**Task to complete**
Only a slice of the listing below is wanted. Retype the lines from the one containing "Please locate the textured" through the one containing "Please locate the wood grain", exactly, both ends included.

**Records for this task**
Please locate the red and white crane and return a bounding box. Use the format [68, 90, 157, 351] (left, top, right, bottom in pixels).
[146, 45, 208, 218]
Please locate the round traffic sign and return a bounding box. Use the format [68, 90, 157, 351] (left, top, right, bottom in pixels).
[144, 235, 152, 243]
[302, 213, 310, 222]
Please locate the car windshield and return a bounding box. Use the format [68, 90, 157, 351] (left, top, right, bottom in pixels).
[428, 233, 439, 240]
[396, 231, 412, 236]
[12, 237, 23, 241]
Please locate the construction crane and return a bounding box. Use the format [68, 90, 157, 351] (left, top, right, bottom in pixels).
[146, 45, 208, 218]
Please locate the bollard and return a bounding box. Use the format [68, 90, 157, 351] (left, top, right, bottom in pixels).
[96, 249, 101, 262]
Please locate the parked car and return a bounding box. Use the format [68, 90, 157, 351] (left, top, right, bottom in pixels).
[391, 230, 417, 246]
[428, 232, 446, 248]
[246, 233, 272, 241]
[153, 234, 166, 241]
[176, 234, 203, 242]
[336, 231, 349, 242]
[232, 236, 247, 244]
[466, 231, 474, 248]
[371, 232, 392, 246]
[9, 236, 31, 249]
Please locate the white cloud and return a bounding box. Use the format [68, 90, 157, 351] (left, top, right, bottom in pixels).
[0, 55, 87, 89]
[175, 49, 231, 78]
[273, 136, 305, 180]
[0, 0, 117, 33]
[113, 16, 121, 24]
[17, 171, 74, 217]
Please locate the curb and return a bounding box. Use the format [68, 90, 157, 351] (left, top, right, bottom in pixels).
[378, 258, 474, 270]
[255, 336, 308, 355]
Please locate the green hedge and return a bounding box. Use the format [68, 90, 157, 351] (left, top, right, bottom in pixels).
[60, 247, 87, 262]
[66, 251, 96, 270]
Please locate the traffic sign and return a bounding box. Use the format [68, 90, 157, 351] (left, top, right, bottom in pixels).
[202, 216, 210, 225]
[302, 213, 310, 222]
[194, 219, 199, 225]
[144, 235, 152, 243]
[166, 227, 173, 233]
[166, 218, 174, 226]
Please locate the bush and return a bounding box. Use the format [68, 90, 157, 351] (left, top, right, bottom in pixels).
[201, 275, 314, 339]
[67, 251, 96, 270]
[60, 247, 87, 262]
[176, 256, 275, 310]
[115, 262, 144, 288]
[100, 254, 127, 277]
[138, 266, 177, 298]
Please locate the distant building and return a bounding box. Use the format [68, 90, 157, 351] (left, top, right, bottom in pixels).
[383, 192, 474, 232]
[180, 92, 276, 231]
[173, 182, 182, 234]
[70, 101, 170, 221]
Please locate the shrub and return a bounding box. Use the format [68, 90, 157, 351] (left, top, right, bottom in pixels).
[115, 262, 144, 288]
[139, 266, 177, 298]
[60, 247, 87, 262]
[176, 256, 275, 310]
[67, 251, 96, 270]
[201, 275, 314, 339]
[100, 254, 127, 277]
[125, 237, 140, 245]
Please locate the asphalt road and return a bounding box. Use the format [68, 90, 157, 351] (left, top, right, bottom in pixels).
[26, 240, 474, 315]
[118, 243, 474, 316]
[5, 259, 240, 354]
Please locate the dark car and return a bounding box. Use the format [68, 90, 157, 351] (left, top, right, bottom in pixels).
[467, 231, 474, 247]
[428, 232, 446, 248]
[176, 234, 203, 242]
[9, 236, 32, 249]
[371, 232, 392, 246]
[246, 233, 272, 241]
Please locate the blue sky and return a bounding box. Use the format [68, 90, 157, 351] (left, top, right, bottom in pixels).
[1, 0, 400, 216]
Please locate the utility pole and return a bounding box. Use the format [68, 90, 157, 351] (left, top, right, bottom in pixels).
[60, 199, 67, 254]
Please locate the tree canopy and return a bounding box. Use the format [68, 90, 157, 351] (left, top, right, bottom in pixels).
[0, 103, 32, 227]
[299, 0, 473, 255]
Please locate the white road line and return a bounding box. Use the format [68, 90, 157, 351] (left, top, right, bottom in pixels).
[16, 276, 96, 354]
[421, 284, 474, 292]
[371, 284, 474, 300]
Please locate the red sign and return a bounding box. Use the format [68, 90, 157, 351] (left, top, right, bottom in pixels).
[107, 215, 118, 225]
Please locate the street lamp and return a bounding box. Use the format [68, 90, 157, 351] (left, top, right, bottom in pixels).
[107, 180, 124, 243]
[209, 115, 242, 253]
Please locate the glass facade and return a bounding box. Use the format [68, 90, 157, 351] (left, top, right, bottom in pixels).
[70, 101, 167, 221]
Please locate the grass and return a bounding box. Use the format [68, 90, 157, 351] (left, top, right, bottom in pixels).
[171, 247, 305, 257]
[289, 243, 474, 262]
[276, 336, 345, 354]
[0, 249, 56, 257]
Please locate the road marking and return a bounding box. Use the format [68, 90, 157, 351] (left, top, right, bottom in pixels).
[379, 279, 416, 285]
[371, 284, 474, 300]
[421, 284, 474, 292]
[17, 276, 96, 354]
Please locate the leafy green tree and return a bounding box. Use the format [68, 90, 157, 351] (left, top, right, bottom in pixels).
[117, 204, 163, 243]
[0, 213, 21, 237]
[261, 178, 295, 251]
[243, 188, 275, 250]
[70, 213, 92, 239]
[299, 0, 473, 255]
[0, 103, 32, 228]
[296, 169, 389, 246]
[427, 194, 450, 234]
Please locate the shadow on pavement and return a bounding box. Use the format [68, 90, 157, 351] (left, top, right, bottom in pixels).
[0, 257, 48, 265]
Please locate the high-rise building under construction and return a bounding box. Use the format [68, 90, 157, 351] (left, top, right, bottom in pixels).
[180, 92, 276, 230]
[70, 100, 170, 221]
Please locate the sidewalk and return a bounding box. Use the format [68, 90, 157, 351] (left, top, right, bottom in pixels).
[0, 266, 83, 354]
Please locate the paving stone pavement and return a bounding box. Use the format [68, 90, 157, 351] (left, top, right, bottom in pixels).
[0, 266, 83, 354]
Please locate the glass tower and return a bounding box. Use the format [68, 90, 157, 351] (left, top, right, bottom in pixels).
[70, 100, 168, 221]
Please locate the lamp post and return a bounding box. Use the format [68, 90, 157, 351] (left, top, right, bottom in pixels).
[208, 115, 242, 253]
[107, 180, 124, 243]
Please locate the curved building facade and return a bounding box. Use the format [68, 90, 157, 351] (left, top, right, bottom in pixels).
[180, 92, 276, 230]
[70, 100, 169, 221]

==

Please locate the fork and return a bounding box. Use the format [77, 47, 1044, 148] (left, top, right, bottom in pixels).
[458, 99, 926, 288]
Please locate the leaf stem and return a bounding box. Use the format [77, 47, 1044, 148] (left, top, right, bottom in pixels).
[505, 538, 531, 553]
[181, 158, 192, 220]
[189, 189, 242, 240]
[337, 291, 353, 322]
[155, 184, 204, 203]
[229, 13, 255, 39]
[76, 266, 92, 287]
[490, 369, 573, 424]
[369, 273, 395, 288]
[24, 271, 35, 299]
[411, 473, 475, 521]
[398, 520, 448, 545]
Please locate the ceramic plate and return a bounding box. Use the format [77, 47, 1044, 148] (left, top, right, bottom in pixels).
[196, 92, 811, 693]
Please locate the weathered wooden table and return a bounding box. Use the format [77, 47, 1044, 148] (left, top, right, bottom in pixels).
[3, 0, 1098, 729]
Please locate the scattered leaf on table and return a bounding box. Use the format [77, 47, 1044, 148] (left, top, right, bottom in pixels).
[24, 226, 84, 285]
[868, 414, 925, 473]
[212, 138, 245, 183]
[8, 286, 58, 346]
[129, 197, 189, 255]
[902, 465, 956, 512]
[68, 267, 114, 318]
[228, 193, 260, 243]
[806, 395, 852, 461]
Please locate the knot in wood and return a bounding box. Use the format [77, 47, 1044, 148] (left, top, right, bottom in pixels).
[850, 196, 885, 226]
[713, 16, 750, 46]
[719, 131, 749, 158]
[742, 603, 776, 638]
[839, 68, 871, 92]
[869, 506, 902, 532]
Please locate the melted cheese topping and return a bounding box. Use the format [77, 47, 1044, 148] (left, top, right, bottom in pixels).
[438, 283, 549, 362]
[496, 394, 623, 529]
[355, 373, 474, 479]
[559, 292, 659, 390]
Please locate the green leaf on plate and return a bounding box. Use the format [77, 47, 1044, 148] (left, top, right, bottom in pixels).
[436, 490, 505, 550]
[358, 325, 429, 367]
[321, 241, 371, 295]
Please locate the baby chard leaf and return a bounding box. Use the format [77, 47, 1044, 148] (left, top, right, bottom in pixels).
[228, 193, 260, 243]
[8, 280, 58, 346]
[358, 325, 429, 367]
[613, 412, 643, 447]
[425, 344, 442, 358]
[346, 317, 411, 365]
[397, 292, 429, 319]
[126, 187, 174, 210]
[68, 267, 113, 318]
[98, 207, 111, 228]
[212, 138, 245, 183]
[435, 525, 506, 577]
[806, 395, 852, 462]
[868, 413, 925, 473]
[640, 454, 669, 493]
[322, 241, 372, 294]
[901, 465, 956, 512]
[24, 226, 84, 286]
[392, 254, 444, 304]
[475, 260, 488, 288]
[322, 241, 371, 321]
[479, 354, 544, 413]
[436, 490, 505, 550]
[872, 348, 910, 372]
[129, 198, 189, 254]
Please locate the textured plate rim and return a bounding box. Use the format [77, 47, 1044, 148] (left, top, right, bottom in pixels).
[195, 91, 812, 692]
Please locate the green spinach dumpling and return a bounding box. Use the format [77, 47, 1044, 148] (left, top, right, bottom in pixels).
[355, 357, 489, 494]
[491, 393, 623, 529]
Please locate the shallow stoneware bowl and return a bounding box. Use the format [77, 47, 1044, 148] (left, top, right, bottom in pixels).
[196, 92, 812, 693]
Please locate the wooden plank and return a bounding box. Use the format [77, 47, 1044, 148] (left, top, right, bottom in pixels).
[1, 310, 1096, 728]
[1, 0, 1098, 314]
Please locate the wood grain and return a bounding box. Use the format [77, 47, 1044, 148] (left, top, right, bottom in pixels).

**Output below**
Please locate the textured plate rim and return a bounding box. Use the format [77, 47, 1044, 148] (left, top, right, bottom in pixels).
[195, 91, 812, 692]
Please locate the green spinach dumpling and return a bounding box. Use the format [77, 47, 1044, 148] (left, top, right, bottom in pixels).
[355, 357, 489, 494]
[491, 393, 623, 529]
Please locate the shallow stoneware bowl and return a bounding box. Use the format [77, 47, 1044, 148] (left, top, right, bottom in pixels).
[196, 92, 812, 693]
Please locate the wooden plank and return a bounding box. Use the format [77, 47, 1044, 148] (left, top, right, bottom in pixels).
[1, 310, 1096, 728]
[1, 0, 1098, 314]
Please locate the wood grain and return a bounding box. Use the format [77, 47, 1044, 148] (left, top, right, bottom in pixels).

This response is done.